_What to do_: Where a line of the entries below includes the string "spiky", count it. Give only the resulting number.

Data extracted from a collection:
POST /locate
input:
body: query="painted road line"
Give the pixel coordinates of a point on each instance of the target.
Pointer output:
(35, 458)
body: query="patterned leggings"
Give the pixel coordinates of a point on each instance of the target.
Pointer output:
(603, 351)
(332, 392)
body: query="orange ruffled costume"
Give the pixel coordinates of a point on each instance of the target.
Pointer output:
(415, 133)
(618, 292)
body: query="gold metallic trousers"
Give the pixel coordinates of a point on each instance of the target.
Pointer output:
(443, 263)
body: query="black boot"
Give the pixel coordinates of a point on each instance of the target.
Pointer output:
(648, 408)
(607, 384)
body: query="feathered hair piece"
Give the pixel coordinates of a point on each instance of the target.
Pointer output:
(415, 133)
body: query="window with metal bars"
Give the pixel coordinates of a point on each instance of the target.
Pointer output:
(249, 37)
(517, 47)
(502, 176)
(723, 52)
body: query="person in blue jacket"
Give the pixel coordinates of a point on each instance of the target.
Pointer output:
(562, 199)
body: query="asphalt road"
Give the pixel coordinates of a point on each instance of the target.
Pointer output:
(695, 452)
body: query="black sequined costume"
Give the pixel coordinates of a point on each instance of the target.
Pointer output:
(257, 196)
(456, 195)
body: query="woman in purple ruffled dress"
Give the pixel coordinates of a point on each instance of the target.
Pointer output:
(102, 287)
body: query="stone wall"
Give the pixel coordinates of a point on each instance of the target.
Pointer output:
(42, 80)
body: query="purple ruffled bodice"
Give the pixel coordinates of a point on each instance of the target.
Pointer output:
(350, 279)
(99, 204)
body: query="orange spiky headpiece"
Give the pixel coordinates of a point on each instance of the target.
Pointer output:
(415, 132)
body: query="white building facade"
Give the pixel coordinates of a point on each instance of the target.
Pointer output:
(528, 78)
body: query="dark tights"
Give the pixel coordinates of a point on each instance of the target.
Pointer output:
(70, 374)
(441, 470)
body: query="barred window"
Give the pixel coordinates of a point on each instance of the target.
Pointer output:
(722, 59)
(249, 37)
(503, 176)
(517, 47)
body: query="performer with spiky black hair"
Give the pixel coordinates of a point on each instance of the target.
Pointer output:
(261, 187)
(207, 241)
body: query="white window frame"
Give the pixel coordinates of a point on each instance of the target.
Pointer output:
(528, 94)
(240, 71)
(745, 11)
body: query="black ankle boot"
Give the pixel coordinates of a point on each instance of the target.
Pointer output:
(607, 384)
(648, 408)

_Response area_: 2